Task brief -> Reproduce the entries below in full, word for word.

======== Data rows

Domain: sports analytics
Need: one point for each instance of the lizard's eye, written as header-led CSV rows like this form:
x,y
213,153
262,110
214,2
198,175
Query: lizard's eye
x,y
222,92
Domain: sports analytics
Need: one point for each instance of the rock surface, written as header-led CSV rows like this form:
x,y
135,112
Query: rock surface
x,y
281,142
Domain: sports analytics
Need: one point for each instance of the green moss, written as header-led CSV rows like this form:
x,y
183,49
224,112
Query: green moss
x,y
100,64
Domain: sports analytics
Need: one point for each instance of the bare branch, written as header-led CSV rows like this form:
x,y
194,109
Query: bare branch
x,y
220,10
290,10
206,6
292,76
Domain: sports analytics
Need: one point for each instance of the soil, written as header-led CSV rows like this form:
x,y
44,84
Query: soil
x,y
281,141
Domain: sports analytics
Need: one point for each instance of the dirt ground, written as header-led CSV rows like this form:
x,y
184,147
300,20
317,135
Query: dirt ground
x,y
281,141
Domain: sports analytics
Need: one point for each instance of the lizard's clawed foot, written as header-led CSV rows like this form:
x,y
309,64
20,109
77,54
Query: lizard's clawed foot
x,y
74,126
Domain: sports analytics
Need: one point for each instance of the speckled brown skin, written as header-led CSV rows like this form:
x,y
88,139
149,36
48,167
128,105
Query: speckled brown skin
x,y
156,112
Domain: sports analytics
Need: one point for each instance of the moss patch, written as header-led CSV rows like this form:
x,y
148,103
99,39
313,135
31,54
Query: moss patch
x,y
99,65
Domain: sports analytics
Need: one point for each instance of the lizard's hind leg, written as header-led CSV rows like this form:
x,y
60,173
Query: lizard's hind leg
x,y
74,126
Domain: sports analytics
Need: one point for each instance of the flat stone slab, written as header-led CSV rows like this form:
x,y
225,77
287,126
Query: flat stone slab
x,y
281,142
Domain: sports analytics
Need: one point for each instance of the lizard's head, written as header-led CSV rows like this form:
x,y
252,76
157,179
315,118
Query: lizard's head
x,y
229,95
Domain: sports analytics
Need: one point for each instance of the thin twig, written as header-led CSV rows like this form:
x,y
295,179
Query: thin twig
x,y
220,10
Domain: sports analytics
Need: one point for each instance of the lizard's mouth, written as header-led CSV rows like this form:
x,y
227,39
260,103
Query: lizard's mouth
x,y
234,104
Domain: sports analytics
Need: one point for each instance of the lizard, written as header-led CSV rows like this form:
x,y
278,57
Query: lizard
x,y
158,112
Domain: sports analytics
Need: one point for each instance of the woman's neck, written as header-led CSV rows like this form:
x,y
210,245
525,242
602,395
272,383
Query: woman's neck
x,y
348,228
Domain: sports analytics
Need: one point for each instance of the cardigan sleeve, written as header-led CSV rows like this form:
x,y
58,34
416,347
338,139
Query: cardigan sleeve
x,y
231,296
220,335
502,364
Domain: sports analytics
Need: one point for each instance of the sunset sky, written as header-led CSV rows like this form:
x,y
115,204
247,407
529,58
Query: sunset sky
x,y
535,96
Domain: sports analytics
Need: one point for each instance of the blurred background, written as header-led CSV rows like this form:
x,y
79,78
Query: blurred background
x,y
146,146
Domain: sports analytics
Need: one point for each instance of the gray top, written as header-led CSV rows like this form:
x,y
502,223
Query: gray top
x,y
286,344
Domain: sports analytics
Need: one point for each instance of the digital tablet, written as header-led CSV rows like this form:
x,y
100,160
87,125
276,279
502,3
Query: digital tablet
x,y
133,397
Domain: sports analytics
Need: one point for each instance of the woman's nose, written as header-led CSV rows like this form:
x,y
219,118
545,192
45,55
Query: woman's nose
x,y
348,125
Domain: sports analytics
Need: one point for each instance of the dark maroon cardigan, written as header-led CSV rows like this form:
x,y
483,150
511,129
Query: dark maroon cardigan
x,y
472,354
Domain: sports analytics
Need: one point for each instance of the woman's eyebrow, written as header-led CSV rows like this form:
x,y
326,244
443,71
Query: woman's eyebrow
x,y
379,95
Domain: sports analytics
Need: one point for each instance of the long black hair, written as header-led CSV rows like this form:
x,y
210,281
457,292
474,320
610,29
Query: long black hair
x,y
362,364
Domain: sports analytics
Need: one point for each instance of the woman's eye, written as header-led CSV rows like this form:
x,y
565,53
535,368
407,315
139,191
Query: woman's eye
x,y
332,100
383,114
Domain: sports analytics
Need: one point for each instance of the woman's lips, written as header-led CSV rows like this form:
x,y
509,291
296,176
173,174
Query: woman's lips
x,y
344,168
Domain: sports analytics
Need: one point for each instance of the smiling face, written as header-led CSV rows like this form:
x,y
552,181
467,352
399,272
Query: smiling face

================

Exercise output ->
Domain: sports analytics
Need: one point for each instance of the lizard's eye, written as header-led CSV rows like this form:
x,y
213,153
262,110
214,2
198,175
Query: lizard's eye
x,y
222,92
Domain: sports analytics
Need: one point for each instance of the rock surface, written as header-led CSV rows like this form:
x,y
135,112
Query: rock surface
x,y
281,142
Domain: sports analytics
Need: one point for each instance of the green moss, written as header-led CSV rows like this form:
x,y
183,49
224,112
Query: green moss
x,y
100,64
Domain: sports analytics
Need: one point for each instance of the bare branch, written as header-led CSV rows like this form:
x,y
194,109
Query: bare branch
x,y
220,10
290,10
206,6
292,76
Domain: sports analytics
Need: one point for each instance of the soil, written as header-led CSV rows like this form:
x,y
44,84
Query: soil
x,y
281,141
Domain: sports analytics
Need: one point for each instance of the dirt ground, written as header-led CSV rows like this form:
x,y
184,147
300,20
317,135
Query: dirt ground
x,y
281,141
Domain: sports analytics
Need: one point for each instance of the lizard's clawed foot, written as header-led CSV rows like this form:
x,y
309,64
20,109
77,54
Query: lizard's clawed foot
x,y
74,126
Domain: sports analytics
Need: one point for each instance of the speckled brown skin, written as header-led CSV rows like this form:
x,y
88,139
149,36
48,167
128,105
Query: speckled brown skin
x,y
156,112
Domain: sports analytics
Need: one point for each instance of the moss patch, written as header-led CSV rows like this form:
x,y
148,103
99,39
313,135
31,54
Query: moss patch
x,y
99,65
Domain: sports analytics
Need: one point for each instance of the lizard's hind leg, written as header-led CSV rows like this form:
x,y
60,173
Query: lizard's hind leg
x,y
74,126
Domain: sports analytics
Need: one point for each instance of the flat stone slab, written as header-led CSV rows like this form:
x,y
225,77
287,126
Query: flat stone slab
x,y
281,142
Domain: sports analytics
Need: one point for each instance of the lizard's head, written as header-led CSV rows like this form:
x,y
252,76
157,179
315,118
Query: lizard's head
x,y
229,95
Domain: sports analytics
Need: one point for each instance of the thin twig, written as header-led CSV rows like this form:
x,y
295,179
Query: thin twig
x,y
220,10
Domain: sports analytics
Need: one point for each instance of the lizard's mouth, written as header-led CSV rows like this form:
x,y
227,39
260,103
Query: lizard's mouth
x,y
234,104
Domain: sports analytics
Need: one point for each instance of the lizard, written as header-led CSV rows like this form:
x,y
278,57
Query: lizard
x,y
158,112
Domain: sports analytics
Need: one point for each instance of the woman's neck, written as header-led CSV rows like this form:
x,y
210,245
525,242
602,395
272,383
Query: woman's neck
x,y
348,228
Domain: sports analytics
Need: one point for each instance of the cardigan sleeve, written as header-led CSV rows like this form:
x,y
58,34
416,347
338,139
Query: cardigan sleeve
x,y
231,296
220,335
502,364
Domain: sports analytics
Need: one point for each instance of the sunset sky, written as header-led CSV rows like this form:
x,y
115,204
247,407
529,58
Query: sunset sky
x,y
535,96
Domain: sports analytics
Need: one point for each instance of the blurred background, written as header-led CSV rows like this form:
x,y
79,78
Query: blurred background
x,y
146,146
Domain: sports analytics
Need: one point for each instance of the gray top, written as header-led CSV rows like this form:
x,y
502,223
Query: gray top
x,y
286,344
Domain: sports analytics
Need: one point for each instance of the digital tablet, written as header-led CSV rows like this form:
x,y
100,160
87,125
276,279
502,3
Query: digital tablet
x,y
133,397
Domain: sports analytics
Need: one point for each instance of the woman's nose, written as header-led CSV rows like this form:
x,y
219,118
545,192
45,55
Query: woman's nose
x,y
348,125
Domain: sports analytics
Need: one point for each instance of the dark maroon cardigan, written as header-led CSV rows like this form:
x,y
483,150
511,129
Query: dark maroon cardigan
x,y
472,354
Domain: sports analytics
Need: one point for each instance of the woman's eyebrow, written as header-led CSV rows like this form:
x,y
326,244
443,71
Query: woman's eyebrow
x,y
379,95
Domain: sports analytics
Need: one point for each instance of the long black hair, written as header-led CSV rows like this form:
x,y
210,281
457,292
474,320
610,29
Query: long black hair
x,y
362,364
Domain: sports analytics
Need: one point for each instance of the woman's eye, written as header-led CSV rows like this form:
x,y
565,53
535,368
407,315
139,191
Query: woman's eye
x,y
332,100
383,114
Domain: sports analytics
Need: one point for each instance of the woman's lips, written as header-led CSV rows like this form:
x,y
509,291
296,176
173,174
Query: woman's lips
x,y
344,168
Domain: sports analytics
Need: one point for each instance of the smiling face, written as header-led CSV rows like this form:
x,y
552,181
467,352
399,272
Query: smiling face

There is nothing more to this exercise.